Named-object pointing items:
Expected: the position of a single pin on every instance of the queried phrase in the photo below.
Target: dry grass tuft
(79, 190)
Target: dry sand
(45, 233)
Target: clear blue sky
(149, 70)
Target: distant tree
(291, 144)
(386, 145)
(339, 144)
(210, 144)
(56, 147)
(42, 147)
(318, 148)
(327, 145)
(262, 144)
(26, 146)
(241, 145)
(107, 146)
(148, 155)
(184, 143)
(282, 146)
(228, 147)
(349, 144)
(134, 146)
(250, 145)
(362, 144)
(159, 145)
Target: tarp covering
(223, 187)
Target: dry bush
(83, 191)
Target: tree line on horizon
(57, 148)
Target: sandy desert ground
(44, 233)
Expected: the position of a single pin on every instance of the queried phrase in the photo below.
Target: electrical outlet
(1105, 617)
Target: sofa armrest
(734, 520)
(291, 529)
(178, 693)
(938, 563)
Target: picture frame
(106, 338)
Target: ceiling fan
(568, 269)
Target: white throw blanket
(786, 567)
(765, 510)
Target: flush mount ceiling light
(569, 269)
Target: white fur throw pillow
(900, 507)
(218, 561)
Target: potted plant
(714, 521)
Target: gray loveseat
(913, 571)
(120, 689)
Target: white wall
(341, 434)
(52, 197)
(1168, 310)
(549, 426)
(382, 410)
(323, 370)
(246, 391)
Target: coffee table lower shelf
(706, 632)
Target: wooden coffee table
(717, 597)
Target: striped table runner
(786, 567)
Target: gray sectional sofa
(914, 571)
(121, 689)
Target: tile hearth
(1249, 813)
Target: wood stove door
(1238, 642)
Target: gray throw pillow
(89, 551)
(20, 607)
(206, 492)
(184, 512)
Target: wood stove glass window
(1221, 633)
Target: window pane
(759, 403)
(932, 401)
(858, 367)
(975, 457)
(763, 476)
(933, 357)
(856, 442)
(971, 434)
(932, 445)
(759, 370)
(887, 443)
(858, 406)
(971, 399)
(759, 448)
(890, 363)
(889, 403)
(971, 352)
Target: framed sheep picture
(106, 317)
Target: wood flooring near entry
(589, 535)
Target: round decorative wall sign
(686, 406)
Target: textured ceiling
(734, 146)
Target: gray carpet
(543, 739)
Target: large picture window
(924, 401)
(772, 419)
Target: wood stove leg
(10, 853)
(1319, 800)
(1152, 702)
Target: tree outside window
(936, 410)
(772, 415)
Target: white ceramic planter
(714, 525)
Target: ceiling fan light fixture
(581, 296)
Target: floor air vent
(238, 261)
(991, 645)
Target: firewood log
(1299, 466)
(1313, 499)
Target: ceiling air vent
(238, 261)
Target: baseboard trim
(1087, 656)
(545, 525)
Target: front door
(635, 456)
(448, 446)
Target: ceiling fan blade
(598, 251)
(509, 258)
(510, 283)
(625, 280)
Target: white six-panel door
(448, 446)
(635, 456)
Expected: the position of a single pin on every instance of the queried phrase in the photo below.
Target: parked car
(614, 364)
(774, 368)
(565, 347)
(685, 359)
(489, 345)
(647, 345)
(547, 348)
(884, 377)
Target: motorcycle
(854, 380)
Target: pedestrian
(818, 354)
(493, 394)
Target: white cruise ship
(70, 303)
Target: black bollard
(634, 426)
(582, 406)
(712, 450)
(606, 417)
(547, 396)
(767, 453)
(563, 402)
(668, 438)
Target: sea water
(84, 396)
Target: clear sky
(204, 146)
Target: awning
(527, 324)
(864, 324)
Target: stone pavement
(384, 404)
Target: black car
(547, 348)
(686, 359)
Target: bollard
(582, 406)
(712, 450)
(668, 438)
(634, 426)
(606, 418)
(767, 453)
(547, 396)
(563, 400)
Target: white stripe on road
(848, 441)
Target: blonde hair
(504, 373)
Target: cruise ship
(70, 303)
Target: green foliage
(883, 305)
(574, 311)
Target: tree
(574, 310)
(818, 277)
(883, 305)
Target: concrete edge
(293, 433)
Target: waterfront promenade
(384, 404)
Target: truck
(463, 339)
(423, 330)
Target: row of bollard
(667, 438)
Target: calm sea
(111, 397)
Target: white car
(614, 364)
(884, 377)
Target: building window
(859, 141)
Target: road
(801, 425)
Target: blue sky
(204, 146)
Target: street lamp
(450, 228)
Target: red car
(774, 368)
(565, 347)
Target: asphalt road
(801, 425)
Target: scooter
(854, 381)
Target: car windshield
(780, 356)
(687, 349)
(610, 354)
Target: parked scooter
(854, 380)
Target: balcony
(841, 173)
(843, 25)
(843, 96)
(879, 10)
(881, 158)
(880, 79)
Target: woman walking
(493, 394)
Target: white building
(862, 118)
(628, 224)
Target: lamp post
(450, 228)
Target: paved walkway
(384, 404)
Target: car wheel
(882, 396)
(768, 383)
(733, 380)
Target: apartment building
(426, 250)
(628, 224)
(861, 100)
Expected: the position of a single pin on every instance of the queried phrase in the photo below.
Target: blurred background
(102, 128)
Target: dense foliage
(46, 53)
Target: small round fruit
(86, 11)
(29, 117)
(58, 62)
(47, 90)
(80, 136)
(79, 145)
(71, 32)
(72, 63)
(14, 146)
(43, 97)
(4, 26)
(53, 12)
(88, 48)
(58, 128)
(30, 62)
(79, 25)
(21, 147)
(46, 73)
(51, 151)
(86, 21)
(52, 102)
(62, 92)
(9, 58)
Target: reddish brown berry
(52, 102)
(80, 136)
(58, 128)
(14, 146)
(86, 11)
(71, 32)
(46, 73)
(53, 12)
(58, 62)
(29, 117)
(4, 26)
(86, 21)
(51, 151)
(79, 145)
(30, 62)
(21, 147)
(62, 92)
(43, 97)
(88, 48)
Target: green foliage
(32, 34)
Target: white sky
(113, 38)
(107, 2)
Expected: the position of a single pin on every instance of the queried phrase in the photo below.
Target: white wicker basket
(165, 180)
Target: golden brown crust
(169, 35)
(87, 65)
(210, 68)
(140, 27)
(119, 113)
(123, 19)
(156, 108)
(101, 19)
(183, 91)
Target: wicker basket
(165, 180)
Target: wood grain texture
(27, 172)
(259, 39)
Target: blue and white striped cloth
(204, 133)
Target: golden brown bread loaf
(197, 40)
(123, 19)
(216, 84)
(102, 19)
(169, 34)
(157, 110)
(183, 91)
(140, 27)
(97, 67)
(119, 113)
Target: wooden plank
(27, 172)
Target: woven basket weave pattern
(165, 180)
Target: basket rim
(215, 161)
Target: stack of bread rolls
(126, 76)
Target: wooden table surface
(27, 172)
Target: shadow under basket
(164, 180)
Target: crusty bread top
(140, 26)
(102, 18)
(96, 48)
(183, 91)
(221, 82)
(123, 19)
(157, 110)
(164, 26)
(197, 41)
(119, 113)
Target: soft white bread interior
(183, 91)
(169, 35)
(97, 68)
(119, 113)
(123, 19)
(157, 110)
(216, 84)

▶ **EXERCISE TASK**
Rewrite all of the items above as a numbered list, leaving out any blank lines.

▶ **THE RESULT**
1. Expected: the position of a single pin on every instance of the queried phrase in the photo below.
2. Target: dry grass tuft
3. (79, 190)
4. Target: dry sand
5. (45, 233)
6. Target: clear blue sky
7. (149, 70)
8. Target: distant tree
9. (291, 144)
10. (386, 145)
11. (339, 144)
12. (210, 144)
13. (56, 147)
14. (42, 147)
15. (318, 148)
16. (327, 145)
17. (262, 144)
18. (26, 146)
19. (241, 145)
20. (107, 146)
21. (148, 155)
22. (184, 143)
23. (282, 146)
24. (228, 147)
25. (349, 144)
26. (134, 146)
27. (250, 145)
28. (362, 144)
29. (159, 145)
30. Target: tarp covering
31. (223, 187)
32. Target: dry bush
33. (83, 191)
34. Target: tree line on horizon
35. (57, 148)
36. Target: sandy desert ground
37. (44, 233)
38. Expected: the position of a single pin on every instance of the queried phrase in the photo below.
39. Target: electrical outlet
40. (1105, 617)
41. Target: sofa armrest
42. (734, 520)
43. (291, 529)
44. (178, 693)
45. (938, 563)
46. Target: picture frame
47. (106, 338)
48. Target: ceiling fan
49. (568, 269)
50. Target: white throw blanket
51. (786, 567)
52. (765, 510)
53. Target: flush mount ceiling light
54. (569, 269)
55. Target: white fur throw pillow
56. (900, 507)
57. (218, 561)
58. Target: potted plant
59. (714, 521)
60. Target: gray loveseat
61. (913, 571)
62. (120, 689)
63. Target: white wall
64. (341, 434)
65. (52, 197)
66. (1168, 310)
67. (549, 426)
68. (382, 410)
69. (323, 370)
70. (246, 391)
71. Target: coffee table lower shelf
72. (706, 632)
73. Target: wooden coffee table
74. (717, 597)
75. Target: striped table runner
76. (786, 567)
77. Target: gray sectional sofa
78. (914, 571)
79. (121, 689)
80. Target: tile hearth
81. (1249, 813)
82. Target: wood stove door
83. (1238, 642)
84. Target: gray throw pillow
85. (89, 551)
86. (20, 607)
87. (206, 492)
88. (184, 512)
89. Target: wood stove glass window
90. (1221, 633)
91. Target: window pane
92. (759, 403)
93. (932, 401)
94. (858, 367)
95. (975, 457)
96. (763, 476)
97. (933, 357)
98. (856, 442)
99. (971, 434)
100. (932, 445)
101. (759, 370)
102. (887, 443)
103. (858, 406)
104. (971, 399)
105. (759, 448)
106. (890, 363)
107. (889, 403)
108. (971, 352)
109. Target: framed sheep picture
110. (106, 317)
111. Target: wood flooring near entry
112. (589, 535)
113. Target: round decorative wall sign
114. (686, 406)
115. Target: textured ceiling
116. (734, 146)
117. Target: gray carpet
118. (543, 739)
119. Target: large picture window
120. (924, 401)
121. (772, 419)
122. Target: wood stove leg
123. (10, 853)
124. (1319, 800)
125. (1152, 702)
126. Target: tree outside window
127. (936, 410)
128. (772, 415)
129. Target: white ceramic planter
130. (714, 525)
131. Target: ceiling fan light fixture
132. (581, 296)
133. Target: floor air vent
134. (238, 261)
135. (991, 645)
136. Target: firewood log
137. (1299, 466)
138. (1313, 499)
139. Target: ceiling air vent
140. (238, 261)
141. Target: baseboard trim
142. (1087, 656)
143. (545, 525)
144. Target: front door
145. (635, 456)
146. (448, 446)
147. Target: ceiling fan blade
148. (598, 251)
149. (509, 258)
150. (510, 283)
151. (625, 280)
152. Target: white six-panel door
153. (448, 446)
154. (635, 456)
155. Expected: the position of a single pin on every instance of the queried phrase in the photo below.
156. Target: parked car
157. (614, 364)
158. (774, 368)
159. (565, 347)
160. (685, 359)
161. (489, 345)
162. (647, 345)
163. (547, 348)
164. (884, 377)
165. Target: motorcycle
166. (854, 380)
167. Target: pedestrian
168. (818, 354)
169. (493, 394)
170. Target: white cruise ship
171. (70, 303)
172. Target: black bollard
173. (634, 426)
174. (582, 406)
175. (712, 450)
176. (606, 417)
177. (547, 396)
178. (767, 453)
179. (563, 402)
180. (668, 438)
181. Target: sea water
182. (84, 396)
183. Target: clear sky
184. (204, 146)
185. Target: awning
186. (527, 324)
187. (864, 324)
188. Target: stone pavement
189. (384, 404)
190. Target: black car
191. (547, 348)
192. (686, 359)
193. Target: bollard
194. (582, 406)
195. (712, 450)
196. (668, 438)
197. (634, 426)
198. (606, 418)
199. (767, 453)
200. (547, 396)
201. (563, 400)
202. Target: white stripe on road
203. (848, 441)
204. Target: blonde hair
205. (504, 373)
206. Target: cruise ship
207. (70, 303)
208. Target: green foliage
209. (883, 305)
210. (574, 311)
211. Target: tree
212. (574, 310)
213. (818, 277)
214. (883, 305)
215. Target: concrete edge
216. (293, 433)
217. Target: waterfront promenade
218. (384, 404)
219. Target: truck
220. (463, 339)
221. (423, 330)
222. Target: row of bollard
223. (667, 438)
224. Target: calm sea
225. (111, 397)
226. Target: white car
227. (614, 364)
228. (884, 377)
229. Target: building window
230. (859, 141)
231. Target: road
232. (801, 425)
233. Target: blue sky
234. (204, 146)
235. Target: street lamp
236. (450, 228)
237. Target: red car
238. (774, 368)
239. (565, 347)
240. Target: asphalt road
241. (801, 425)
242. Target: scooter
243. (854, 381)
244. Target: car windshield
245. (780, 356)
246. (687, 349)
247. (610, 354)
248. Target: parked scooter
249. (854, 380)
250. Target: balcony
251. (841, 173)
252. (843, 25)
253. (843, 96)
254. (879, 10)
255. (881, 158)
256. (880, 79)
257. Target: woman walking
258. (493, 394)
259. Target: white building
260. (862, 118)
261. (628, 224)
262. Target: lamp post
263. (450, 228)
264. Target: paved walkway
265. (384, 404)
266. Target: car wheel
267. (882, 396)
268. (768, 383)
269. (733, 380)
270. Target: apartment building
271. (426, 250)
272. (628, 224)
273. (861, 100)
274. Expected: the position of a single pin on every instance of the queried phrase in the photo below.
275. Target: blurred background
276. (102, 128)
277. Target: dense foliage
278. (46, 53)
279. Target: small round fruit
280. (86, 11)
281. (29, 117)
282. (58, 62)
283. (47, 90)
284. (80, 136)
285. (79, 145)
286. (71, 32)
287. (72, 63)
288. (14, 146)
289. (43, 97)
290. (4, 26)
291. (53, 12)
292. (88, 48)
293. (58, 128)
294. (30, 62)
295. (79, 25)
296. (21, 147)
297. (46, 73)
298. (51, 151)
299. (86, 21)
300. (52, 102)
301. (62, 92)
302. (9, 58)
303. Target: reddish brown berry
304. (52, 102)
305. (80, 136)
306. (58, 128)
307. (14, 146)
308. (86, 11)
309. (71, 32)
310. (46, 73)
311. (53, 12)
312. (58, 62)
313. (29, 117)
314. (4, 26)
315. (86, 21)
316. (51, 151)
317. (79, 145)
318. (30, 62)
319. (21, 147)
320. (62, 92)
321. (43, 97)
322. (88, 48)
323. Target: green foliage
324. (32, 34)
325. Target: white sky
326. (113, 38)
327. (107, 2)
328. Expected: the position of a single pin on every instance of the queried phrase in the photo below.
329. Target: white wicker basket
330. (165, 180)
331. Target: golden brown crust
332. (169, 35)
333. (87, 65)
334. (210, 68)
335. (140, 27)
336. (119, 113)
337. (123, 19)
338. (156, 108)
339. (101, 19)
340. (183, 91)
341. Target: wicker basket
342. (165, 180)
343. Target: wood grain texture
344. (27, 172)
345. (259, 39)
346. Target: blue and white striped cloth
347. (204, 133)
348. Target: golden brown bread loaf
349. (197, 40)
350. (123, 19)
351. (216, 84)
352. (102, 19)
353. (169, 34)
354. (157, 110)
355. (183, 91)
356. (140, 27)
357. (97, 67)
358. (119, 113)
359. Target: wooden plank
360. (27, 172)
361. Target: woven basket weave pattern
362. (165, 180)
363. Target: basket rim
364. (215, 161)
365. Target: stack of bread rolls
366. (126, 76)
367. Target: wooden table surface
368. (27, 172)
369. Target: shadow under basket
370. (164, 180)
371. Target: crusty bread top
372. (140, 26)
373. (102, 18)
374. (96, 48)
375. (183, 91)
376. (221, 82)
377. (123, 19)
378. (157, 110)
379. (164, 26)
380. (197, 41)
381. (119, 113)
382. Target: soft white bread interior
383. (183, 91)
384. (169, 35)
385. (97, 68)
386. (119, 113)
387. (123, 19)
388. (157, 110)
389. (216, 84)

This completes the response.